**WHAT IS EXPECTED**
Write out all of these lines again, substituting "Mark" for "Flag" and changing nothing else, and omit the pictures from your answer.

(Saved data entries)
* start *

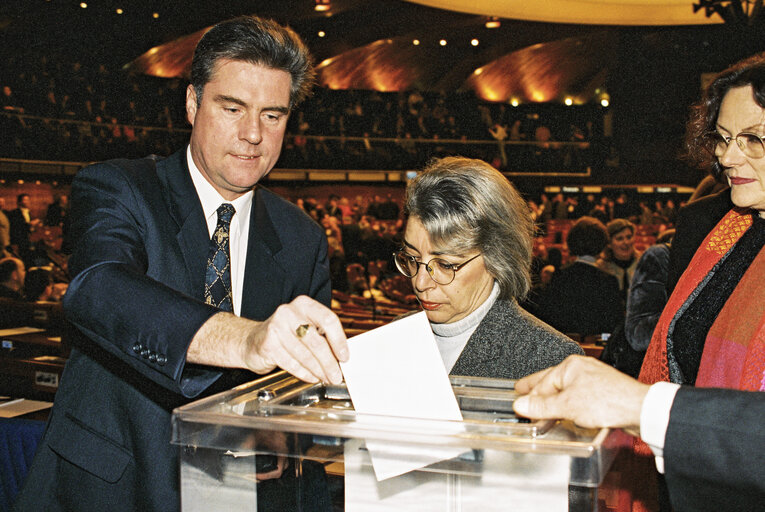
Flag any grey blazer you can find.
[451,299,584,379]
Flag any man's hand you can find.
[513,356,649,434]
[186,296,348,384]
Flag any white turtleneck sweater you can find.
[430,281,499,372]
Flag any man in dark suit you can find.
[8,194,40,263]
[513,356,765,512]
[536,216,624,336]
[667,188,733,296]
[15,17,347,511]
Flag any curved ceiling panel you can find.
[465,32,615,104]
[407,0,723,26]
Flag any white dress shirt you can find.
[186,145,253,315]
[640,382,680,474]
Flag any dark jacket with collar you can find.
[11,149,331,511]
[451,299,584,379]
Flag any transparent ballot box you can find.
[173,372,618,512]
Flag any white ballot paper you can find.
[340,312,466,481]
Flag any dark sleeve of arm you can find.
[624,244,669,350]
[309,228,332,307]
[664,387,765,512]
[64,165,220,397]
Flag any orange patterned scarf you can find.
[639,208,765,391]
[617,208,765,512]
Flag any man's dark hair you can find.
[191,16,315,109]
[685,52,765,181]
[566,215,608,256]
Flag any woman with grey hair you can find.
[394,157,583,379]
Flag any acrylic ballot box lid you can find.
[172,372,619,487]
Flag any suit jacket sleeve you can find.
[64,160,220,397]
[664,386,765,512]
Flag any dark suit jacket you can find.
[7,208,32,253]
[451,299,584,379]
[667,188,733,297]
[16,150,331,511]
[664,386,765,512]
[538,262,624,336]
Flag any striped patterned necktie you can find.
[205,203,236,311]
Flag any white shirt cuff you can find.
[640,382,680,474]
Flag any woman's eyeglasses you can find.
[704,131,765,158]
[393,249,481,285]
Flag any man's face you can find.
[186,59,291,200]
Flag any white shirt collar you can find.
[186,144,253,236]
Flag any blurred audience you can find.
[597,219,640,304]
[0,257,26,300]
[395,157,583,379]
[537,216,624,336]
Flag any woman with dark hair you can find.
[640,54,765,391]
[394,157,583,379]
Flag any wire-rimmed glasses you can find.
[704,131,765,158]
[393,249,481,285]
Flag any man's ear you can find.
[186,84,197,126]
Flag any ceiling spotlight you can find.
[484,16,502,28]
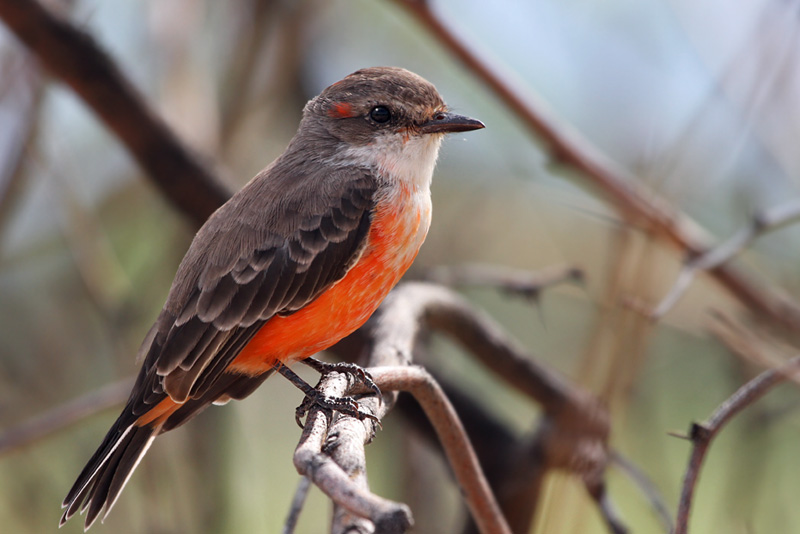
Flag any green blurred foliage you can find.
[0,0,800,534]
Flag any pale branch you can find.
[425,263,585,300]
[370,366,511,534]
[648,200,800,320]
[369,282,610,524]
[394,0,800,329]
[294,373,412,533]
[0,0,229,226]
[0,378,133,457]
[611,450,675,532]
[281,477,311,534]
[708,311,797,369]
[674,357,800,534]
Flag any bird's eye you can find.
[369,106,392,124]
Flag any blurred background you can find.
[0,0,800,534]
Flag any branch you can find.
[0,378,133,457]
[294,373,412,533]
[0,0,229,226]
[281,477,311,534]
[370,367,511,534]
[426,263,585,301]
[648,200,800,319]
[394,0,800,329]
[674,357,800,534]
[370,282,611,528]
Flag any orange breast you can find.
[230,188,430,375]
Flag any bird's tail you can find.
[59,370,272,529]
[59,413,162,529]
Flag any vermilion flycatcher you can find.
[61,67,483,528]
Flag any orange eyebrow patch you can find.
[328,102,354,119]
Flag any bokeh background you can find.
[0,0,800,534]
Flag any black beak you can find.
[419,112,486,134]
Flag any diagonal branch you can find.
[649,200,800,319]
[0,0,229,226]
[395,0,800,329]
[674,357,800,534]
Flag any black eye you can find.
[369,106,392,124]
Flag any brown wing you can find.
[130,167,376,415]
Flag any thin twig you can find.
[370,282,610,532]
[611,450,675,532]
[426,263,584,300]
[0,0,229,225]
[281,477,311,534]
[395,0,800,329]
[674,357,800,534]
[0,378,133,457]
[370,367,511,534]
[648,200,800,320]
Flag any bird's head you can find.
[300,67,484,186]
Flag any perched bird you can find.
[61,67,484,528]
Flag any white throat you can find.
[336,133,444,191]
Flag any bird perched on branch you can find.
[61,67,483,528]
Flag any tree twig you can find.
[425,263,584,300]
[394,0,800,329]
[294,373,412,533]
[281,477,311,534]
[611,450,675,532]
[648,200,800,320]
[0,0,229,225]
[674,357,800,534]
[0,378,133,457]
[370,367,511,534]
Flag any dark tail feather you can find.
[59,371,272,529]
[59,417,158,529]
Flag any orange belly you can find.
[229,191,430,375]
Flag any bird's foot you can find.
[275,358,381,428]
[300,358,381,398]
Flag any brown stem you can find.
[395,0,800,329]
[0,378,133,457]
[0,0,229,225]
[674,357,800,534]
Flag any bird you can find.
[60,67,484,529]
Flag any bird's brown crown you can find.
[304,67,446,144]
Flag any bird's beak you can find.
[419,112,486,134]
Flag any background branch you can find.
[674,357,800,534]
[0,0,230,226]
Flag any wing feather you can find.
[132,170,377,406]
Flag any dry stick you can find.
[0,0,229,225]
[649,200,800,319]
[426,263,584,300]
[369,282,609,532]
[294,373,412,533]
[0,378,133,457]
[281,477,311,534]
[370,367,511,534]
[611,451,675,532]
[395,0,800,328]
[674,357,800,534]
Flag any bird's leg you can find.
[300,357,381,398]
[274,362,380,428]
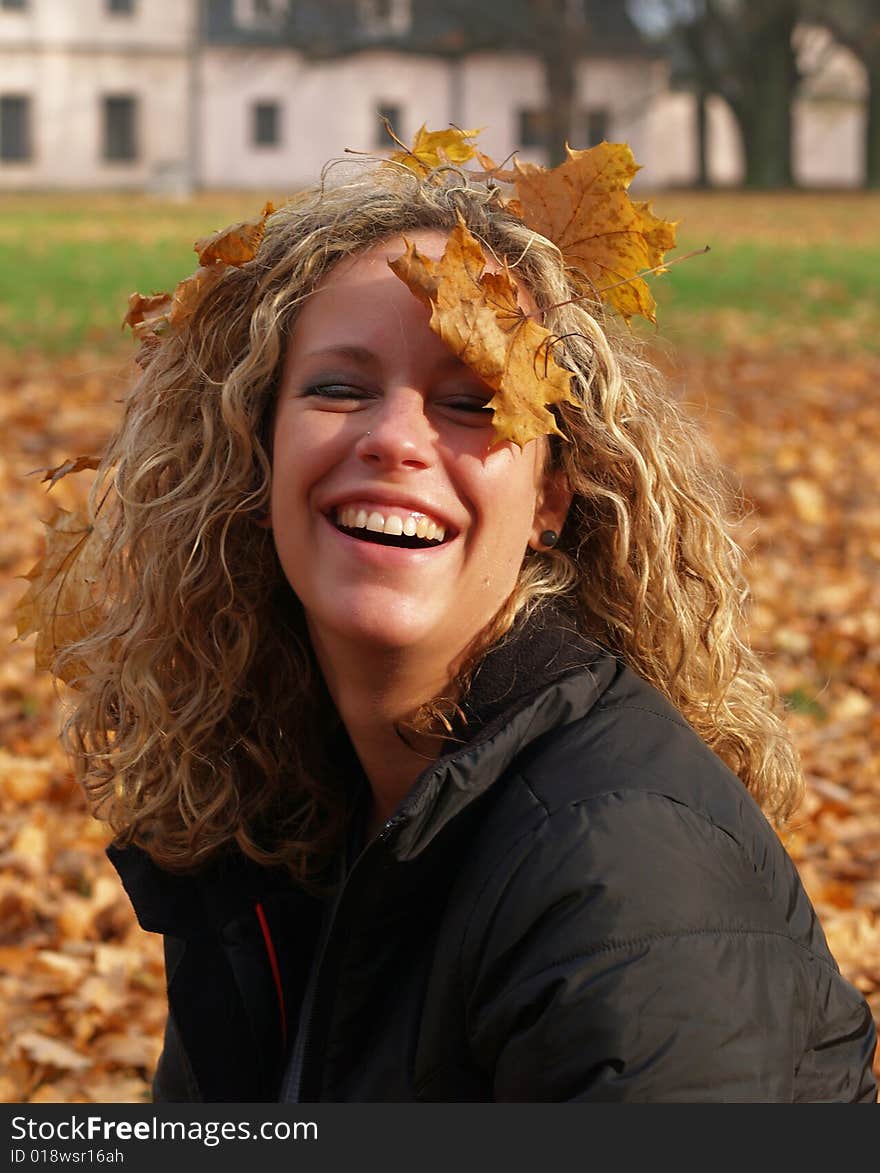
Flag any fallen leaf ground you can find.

* end *

**COMPLETED EXERCISE**
Mark any grey blazer you can find.
[451,299,584,379]
Mark any man's hand you can find.
[513,356,649,434]
[186,296,348,384]
Mark any white turtleneck sweater you can find.
[430,281,499,372]
Mark any man in dark suit you can find.
[8,194,40,263]
[513,356,765,512]
[536,216,624,336]
[667,188,733,296]
[15,17,347,511]
Mark any curved ceiling panel you can find.
[465,32,615,104]
[407,0,723,26]
Mark any white dress shirt you can find.
[186,145,253,315]
[640,382,680,474]
Mark any dark jacket with collar you can find.
[11,149,331,511]
[451,299,584,379]
Mark any transparent ballot box you can find.
[173,372,618,512]
Mark any white ballot paper you can find.
[340,312,466,481]
Mark any dark sleeve of arm you can find.
[624,244,669,350]
[309,228,332,307]
[664,387,765,512]
[64,165,220,397]
Mark any orange patterned scarf you can find.
[639,208,765,391]
[617,208,765,512]
Mark any man's dark hair you can find.
[191,16,315,109]
[685,52,765,181]
[566,215,608,256]
Mark any woman with grey hair you can find.
[394,157,583,379]
Mark any acrylic ballot box lid you can find.
[172,372,619,487]
Mark any suit jacket sleeve you can find.
[64,160,220,397]
[664,386,765,512]
Mark any dark suit jacket you can find.
[7,208,32,253]
[451,299,584,379]
[667,188,733,297]
[16,150,331,511]
[664,386,765,512]
[538,262,624,336]
Mark any striped patterned necktie you can find.
[205,203,236,311]
Mark any white shirt cuff you can find.
[640,382,680,474]
Mark any woman's eyeglasses you can find.
[704,131,765,158]
[393,249,481,285]
Mark any man's face you can find.
[186,59,291,200]
Mark any white shirt collar you can find.
[186,144,253,236]
Mark any blurred audience you can find.
[597,219,640,304]
[0,257,26,300]
[395,157,583,379]
[537,216,624,336]
Mark any woman with dark hair you can find.
[640,54,765,391]
[394,157,583,379]
Mark any wire-rimmed glasses you can find.
[704,131,765,158]
[393,249,481,285]
Mark any man's ear you can find.
[186,84,197,126]
Mark any ceiling spotlight you can find.
[484,16,502,28]
Mark any green blurred foliage you can find.
[0,0,800,534]
Mark any pale branch you can find.
[425,263,585,300]
[370,366,511,534]
[648,200,800,320]
[369,282,610,524]
[394,0,800,329]
[294,373,412,533]
[0,0,229,226]
[0,378,133,457]
[611,450,675,532]
[281,477,311,534]
[708,311,797,369]
[674,357,800,534]
Mark any bird's eye you can find.
[369,106,392,124]
Mark any blurred background you can find.
[0,0,800,534]
Mark any branch you can find.
[0,378,133,457]
[294,373,412,533]
[0,0,229,226]
[281,477,311,534]
[370,367,511,534]
[426,263,585,301]
[648,200,800,319]
[394,0,800,329]
[674,357,800,534]
[370,282,611,528]
Mark any orange breast you can find.
[230,188,430,375]
Mark any bird's tail you can find.
[59,370,272,529]
[59,413,162,529]
Mark any vermilion flycatcher you can find.
[61,67,483,528]
Mark any orange eyebrow patch you can find.
[328,102,354,119]
Mark any bokeh background you can find.
[0,0,800,534]
Mark any black beak you can find.
[419,112,486,134]
Mark any diagonal branch you can find.
[649,200,800,319]
[0,0,229,226]
[395,0,800,329]
[674,357,800,534]
Mark any black eye you can find.
[369,106,392,124]
Mark any brown wing you can find.
[130,167,376,415]
Mark any thin twig you can find.
[370,282,610,532]
[611,450,675,532]
[426,263,584,300]
[0,0,229,225]
[281,477,311,534]
[395,0,800,329]
[674,357,800,534]
[0,378,133,457]
[370,367,511,534]
[648,200,800,320]
Mark any bird's head you can find.
[300,67,484,186]
Mark any perched bird you can find.
[61,67,484,528]
Mark any white throat you can find.
[336,133,444,191]
Mark any bird perched on branch you can find.
[61,67,483,528]
Mark any tree twig you can find.
[425,263,584,300]
[394,0,800,329]
[294,373,412,533]
[281,477,311,534]
[611,450,675,532]
[648,200,800,320]
[0,0,229,225]
[674,357,800,534]
[0,378,133,457]
[370,367,511,534]
Mark any dark tail feather you can find.
[59,371,272,529]
[59,417,158,529]
Mark any orange belly you can find.
[229,191,430,375]
Mark any bird's foot you can find.
[275,358,381,428]
[300,358,381,398]
Mark any brown stem you can find.
[395,0,800,329]
[0,378,133,457]
[0,0,229,225]
[674,357,800,534]
Mark any bird you can find.
[60,67,484,529]
Mark any bird's brown crown you can find.
[304,67,446,144]
Mark any bird's beak you can find.
[419,112,486,134]
Mark any background branch you can find.
[674,357,800,534]
[0,0,230,226]
Mark any wing feather you can find.
[132,170,377,406]
Mark any dry stick you can find.
[0,0,229,225]
[649,200,800,319]
[426,263,584,300]
[369,282,609,532]
[294,373,412,533]
[0,378,133,457]
[281,477,311,534]
[370,367,511,534]
[611,451,675,532]
[395,0,800,328]
[674,357,800,534]
Mark any bird's leg you can find.
[300,357,381,398]
[274,362,380,428]
Mark any fallen leaf ground you can find.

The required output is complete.